- **Text excerpt**:
^^^^^^^^^^^^^^^^

In order to sue for negligence in a personal injury case, four requirements must be met. First, the plaintiff’s lawyer must show that the plaintiff was owed a duty of care by the defendant. A legal duty is something specific – it’s something a person must do, or a way they must act that is enforceable by law. There is a general duty of care that everyone owes to each other, and that duty can change depending on the circumstances (like the relationship between the parties, or local laws). Which type of duty is owed, or whether there is any duty at all, is ultimately determined by the court.

How does the court decide if the defendant owed a duty to the plaintiff?

In a negligence lawsuit, the court uses a balancing test to determine whether the defendant owed the injured party a duty of care. The court weighs certain factors against each other: on the one hand, the court considers foreseeability of harm, risk and likelihood of the injury. On the other hand, the court considers the kind of burden that imposing a duty on the defendant would create, and whether that burden makes sense. Since deciding the 1990 case Greater Houston Transp. Co. v. Phillips, the Texas Supreme Court has considered foreseeability of the risk of injury to be the most important factor in determining if a duty exists [1].

The test for foreseeability is whether an ordinary person could have reasonably anticipated the injury (or a similar injury) under those circumstances. If an injury was not foreseeable, then there is no duty to prevent it. But if the danger of a similar injury should have been clear to the defendant, it’s considered foreseeable and the court will strongly consider that in determining whether there was a duty owed. The plaintiff’s personal injury lawyer must present evidence of foreseeability to prove to the court that the defendant owed a duty.

Ordinary Duty of Care

Generally, there is no legal obligation to prevent harm from coming to others. But there is an obligation to behave reasonably to avoid CAUSING harm to others. This is called ordinary duty of care, and it is the most basic duty of care owed by everyone to everyone else. It means that we all owe the duty to act as a reasonably cautious person would in a similar situation, to avoid causing harm to others.

^^^^^^^^^^^^^^^^

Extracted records
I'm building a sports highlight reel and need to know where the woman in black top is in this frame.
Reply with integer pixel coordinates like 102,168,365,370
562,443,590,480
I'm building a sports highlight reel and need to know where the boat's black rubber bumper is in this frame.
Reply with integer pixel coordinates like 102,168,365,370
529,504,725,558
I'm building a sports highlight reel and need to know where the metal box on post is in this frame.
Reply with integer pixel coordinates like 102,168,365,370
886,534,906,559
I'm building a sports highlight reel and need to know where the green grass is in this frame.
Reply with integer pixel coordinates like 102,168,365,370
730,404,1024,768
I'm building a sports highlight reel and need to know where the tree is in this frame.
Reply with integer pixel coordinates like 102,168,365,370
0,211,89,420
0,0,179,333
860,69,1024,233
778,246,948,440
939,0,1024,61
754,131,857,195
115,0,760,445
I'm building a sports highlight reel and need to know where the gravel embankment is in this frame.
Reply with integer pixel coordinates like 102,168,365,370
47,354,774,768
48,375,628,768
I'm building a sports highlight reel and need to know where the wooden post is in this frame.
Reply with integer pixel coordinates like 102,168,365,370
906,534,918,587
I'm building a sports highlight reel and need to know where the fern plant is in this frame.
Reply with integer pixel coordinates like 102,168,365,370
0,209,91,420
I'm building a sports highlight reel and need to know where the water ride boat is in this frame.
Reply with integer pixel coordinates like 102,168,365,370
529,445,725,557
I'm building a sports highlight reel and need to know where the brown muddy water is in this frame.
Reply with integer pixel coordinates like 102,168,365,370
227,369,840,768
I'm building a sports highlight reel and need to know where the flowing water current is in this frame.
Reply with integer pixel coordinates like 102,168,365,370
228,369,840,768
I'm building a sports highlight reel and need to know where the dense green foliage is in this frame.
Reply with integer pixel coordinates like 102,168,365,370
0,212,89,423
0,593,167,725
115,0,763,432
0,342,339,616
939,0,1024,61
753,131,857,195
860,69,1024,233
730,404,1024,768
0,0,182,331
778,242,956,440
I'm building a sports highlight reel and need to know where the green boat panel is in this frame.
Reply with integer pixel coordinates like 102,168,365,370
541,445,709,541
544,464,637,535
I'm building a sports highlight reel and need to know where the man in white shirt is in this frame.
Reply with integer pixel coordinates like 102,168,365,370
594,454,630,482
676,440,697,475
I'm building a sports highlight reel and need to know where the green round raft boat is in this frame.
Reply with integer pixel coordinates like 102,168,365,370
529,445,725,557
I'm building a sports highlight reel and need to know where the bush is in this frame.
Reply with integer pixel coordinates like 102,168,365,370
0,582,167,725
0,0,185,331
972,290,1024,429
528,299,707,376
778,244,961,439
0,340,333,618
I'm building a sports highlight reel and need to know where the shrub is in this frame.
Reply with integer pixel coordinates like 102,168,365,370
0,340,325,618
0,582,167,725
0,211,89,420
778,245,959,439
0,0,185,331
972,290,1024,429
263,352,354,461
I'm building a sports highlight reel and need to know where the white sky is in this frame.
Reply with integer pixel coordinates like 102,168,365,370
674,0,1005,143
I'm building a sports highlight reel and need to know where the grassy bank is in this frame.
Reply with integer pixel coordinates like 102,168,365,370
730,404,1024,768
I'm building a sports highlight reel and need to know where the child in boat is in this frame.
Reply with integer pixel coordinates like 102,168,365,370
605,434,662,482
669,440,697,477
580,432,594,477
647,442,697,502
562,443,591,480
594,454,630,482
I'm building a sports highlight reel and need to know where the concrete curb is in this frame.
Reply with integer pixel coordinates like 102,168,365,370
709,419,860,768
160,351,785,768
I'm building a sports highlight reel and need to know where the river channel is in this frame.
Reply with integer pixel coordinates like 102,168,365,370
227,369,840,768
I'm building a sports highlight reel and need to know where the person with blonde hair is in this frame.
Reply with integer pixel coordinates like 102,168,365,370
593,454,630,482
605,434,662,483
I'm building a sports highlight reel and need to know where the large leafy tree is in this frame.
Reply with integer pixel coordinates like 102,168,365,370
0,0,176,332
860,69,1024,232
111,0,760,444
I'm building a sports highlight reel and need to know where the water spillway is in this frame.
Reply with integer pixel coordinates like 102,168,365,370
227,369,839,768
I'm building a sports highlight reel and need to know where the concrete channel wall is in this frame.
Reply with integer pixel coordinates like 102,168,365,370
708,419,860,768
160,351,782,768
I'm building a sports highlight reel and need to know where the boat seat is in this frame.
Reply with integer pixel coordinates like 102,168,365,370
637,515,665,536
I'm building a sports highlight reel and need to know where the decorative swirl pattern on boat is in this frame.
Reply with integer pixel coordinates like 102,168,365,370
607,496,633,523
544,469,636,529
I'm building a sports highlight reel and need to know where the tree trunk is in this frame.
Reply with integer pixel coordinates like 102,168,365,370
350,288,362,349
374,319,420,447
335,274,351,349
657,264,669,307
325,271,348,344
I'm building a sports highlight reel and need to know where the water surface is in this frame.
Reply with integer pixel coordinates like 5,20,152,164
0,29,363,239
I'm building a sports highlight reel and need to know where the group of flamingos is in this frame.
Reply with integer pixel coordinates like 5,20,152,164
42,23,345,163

^^^^^^^^^^^^^^^^

- **Jobs**:
1. Edit the negligence passage starting at "The test for" and ending at "owed a duty.", replacing "defendant" with "accused party".
2. According to the negligence passage, which factor does the Texas Supreme Court treat as the most important in determining whether a duty exists?

- **Exercise responses**:
1.
The test for foreseeability is whether an ordinary person could have reasonably anticipated the injury (or a similar injury) under those circumstances. If an injury was not foreseeable, then there is no duty to prevent it. But if the danger of a similar injury should have been clear to the accused party, it’s considered foreseeable and the court will strongly consider that in determining whether there was a duty owed. The plaintiff’s personal injury lawyer must present evidence of foreseeability to prove to the court that the accused party owed a duty.

2. Foreseeability of the risk of injury.